## READING PASSAGE
****
Mechanistic Insights:

The manuscript effectively discusses the potential mechanisms of action, highlighting the role of microtubule-associated proteins (MAPs) and the impact of 1g on cellular biomechanics.

Clinical Relevance:

The discussion regarding the blood-brain barrier penetration of 1g suggests potential translational applications.

We thank the referee for appreciating the work and for the advice aimed at improving the presentation and clarity of the work

Major Revisions:

Introduction Clarity:

The end of the introduction contains excessive details regarding the study's results. While it is important to summarize the significance of the research, these findings should be relocated to the Discussion or Results section to enhance the logical flow.

Also following the suggestions of another referee, we have removed from the Introduction most of the detailed statements regarding the results obtained. The Introduction section now appears shorter and more focused on the presentation of the topic and on a brief preview of the main results we obtained with this investigation.

Selection of 15-20µM Concentration:

The manuscript lacks an IC50 curve for 1g, making it unclear why the authors selected 15-20µM. The inclusion of such data would strengthen the justification for the chosen concentration range.

According to the reviewer's suggestion, we added, in the supplementary material file, the D/R of 1g on U87MG at different time points with the respective IC50

Manuscript Structure & Figure Organization:

The Results section often describes data in a way that would be more appropriate for figure legends. A clearer distinction between textual explanations and figure references would improve readability.
****
## DATA TO EXAMINE
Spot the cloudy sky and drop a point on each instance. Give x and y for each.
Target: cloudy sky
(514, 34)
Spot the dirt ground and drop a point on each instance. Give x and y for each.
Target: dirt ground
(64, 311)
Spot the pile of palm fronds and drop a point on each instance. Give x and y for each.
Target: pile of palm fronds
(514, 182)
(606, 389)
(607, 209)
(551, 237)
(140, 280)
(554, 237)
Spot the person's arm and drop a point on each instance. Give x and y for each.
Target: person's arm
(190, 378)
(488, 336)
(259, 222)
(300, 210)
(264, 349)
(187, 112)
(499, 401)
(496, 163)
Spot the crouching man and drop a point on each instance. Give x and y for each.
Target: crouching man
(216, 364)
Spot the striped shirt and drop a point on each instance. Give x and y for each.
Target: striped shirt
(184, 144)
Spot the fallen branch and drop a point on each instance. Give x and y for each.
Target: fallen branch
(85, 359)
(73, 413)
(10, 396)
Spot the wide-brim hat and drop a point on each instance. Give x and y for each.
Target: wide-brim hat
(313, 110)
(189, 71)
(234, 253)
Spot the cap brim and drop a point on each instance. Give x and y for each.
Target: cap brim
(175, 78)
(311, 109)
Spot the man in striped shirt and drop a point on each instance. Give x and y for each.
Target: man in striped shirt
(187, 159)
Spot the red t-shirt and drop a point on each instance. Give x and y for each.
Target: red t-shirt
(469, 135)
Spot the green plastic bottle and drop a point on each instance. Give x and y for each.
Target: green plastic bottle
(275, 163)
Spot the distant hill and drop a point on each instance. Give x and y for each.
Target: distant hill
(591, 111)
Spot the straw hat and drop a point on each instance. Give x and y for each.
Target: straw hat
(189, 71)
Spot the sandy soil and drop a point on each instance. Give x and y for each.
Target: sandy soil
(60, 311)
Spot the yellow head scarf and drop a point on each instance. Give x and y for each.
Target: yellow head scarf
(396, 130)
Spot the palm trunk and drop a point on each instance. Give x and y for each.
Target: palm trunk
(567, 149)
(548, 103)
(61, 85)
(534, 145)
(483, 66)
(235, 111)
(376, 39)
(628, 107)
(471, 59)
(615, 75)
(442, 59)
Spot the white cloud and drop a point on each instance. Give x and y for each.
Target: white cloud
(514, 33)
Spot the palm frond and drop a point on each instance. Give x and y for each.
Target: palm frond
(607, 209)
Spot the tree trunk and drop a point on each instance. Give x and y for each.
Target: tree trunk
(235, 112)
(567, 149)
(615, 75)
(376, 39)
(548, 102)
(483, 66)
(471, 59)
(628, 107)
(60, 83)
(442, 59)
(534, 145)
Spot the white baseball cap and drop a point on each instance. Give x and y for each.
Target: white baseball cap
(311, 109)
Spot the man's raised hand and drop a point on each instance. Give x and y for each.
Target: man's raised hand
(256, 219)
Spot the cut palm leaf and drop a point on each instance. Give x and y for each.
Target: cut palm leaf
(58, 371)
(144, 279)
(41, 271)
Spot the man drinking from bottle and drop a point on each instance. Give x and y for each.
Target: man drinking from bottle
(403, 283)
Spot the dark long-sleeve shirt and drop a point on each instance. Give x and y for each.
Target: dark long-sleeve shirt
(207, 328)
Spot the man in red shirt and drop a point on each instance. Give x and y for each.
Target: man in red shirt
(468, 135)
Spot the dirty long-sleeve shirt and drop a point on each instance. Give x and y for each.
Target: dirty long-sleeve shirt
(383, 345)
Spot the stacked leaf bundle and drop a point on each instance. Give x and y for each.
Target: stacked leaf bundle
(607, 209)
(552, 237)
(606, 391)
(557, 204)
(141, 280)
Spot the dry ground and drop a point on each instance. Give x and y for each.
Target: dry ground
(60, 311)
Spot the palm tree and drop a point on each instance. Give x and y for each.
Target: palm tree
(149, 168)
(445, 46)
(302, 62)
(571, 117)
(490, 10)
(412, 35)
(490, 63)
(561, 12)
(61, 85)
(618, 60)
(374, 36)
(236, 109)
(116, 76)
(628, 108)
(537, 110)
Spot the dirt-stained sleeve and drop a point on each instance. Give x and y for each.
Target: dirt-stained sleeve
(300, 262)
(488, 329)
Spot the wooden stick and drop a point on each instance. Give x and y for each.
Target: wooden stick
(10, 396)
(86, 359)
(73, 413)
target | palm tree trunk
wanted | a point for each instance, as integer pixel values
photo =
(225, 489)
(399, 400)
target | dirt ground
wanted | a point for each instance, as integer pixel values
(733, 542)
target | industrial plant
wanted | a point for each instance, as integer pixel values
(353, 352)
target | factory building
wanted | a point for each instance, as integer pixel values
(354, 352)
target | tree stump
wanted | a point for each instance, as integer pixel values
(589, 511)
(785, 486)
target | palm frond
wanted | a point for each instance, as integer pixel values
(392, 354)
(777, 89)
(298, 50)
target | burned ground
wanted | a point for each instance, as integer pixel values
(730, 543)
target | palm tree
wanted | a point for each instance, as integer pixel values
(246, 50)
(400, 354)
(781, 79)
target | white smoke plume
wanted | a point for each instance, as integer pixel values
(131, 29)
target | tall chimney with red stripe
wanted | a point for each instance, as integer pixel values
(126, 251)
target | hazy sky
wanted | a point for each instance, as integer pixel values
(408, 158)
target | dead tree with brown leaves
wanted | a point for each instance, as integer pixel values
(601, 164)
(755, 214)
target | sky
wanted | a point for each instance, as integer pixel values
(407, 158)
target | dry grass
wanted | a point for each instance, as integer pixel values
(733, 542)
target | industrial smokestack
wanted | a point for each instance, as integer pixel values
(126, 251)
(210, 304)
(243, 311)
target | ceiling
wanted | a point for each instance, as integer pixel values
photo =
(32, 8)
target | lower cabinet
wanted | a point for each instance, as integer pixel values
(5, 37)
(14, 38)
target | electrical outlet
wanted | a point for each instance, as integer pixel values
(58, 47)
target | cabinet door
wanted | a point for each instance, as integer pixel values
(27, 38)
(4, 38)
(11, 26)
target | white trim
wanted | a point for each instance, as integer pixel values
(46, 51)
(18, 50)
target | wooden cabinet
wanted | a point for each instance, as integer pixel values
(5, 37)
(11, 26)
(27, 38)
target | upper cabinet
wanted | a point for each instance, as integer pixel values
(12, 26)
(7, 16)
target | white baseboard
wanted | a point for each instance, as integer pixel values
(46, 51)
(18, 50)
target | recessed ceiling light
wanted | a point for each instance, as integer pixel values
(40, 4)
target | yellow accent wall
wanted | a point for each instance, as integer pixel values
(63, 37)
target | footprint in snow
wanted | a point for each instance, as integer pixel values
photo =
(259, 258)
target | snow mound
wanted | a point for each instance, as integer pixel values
****
## TASK ITEM
Continue the response to the referee comments from the end of its last sentence. The material has no connection to the response to the referee comments.

## TASK RESULT
We moved some technical details from the text to the Figure legends. For example, we inserted in the legend to Figure 2 the details of the Matrigel matrix; in the legend to Figure 3 we inserted the discussion about the mechanical model exploited to describe the experiment with the Micropipette Aspiration Technique; in the legend to Figure 7 we inserted some details about the data collection to perform the MSD analysis.

Figures should be consolidated into 6 or 7 rather than the current extensive fragmentation. Many figures appear to depict replications of similar experiments with different methodologies making them more appropriate for a figure.

Following the Referee’s suggestion, considering that Figure 2 can be considered as a high magnification of Figure 1, we grouped Figure 1 with Figure 2. Figure 5 and 6 can be grouped into just one Figure considering that Figure 5 deals with the polarity loss of cells exposed to 1g and how they are flattened on the surface. Accordingly, following the Referee’s suggestion we grouped the two images and now they are Figure 4a and Figure 4b. Figure 7, 8 and 9 of the submitted manuscript are all involved with problems in cell duplication in the presence of 1g and they have now been grouped in just one Figure (now Figure 5). We believe that the grouping of figures cannot be improved further. The new Figures are reported below(please see the attachment):

Figure 1                                                                                 Figure 4

Figure 5                         

Quantification and Referencing Issues:

The quantification in Figure 14 appears inaccurate and should be reassessed to ensure proper representation of the data.

We thank the referee for making us realize that we had made a mistake in the presentation of the Western Blot figure. Indeed, there was a mistake in the blot panel assembly; one blot (vinculin) was acquired in a mirrored way with respect to the right one (see below). Now the figure is in the correct form.

                                   New Figure                                                                     Old Figure

There is a reference to Figure 15 in the text, but no such figure is included in the manuscript. This should be corrected.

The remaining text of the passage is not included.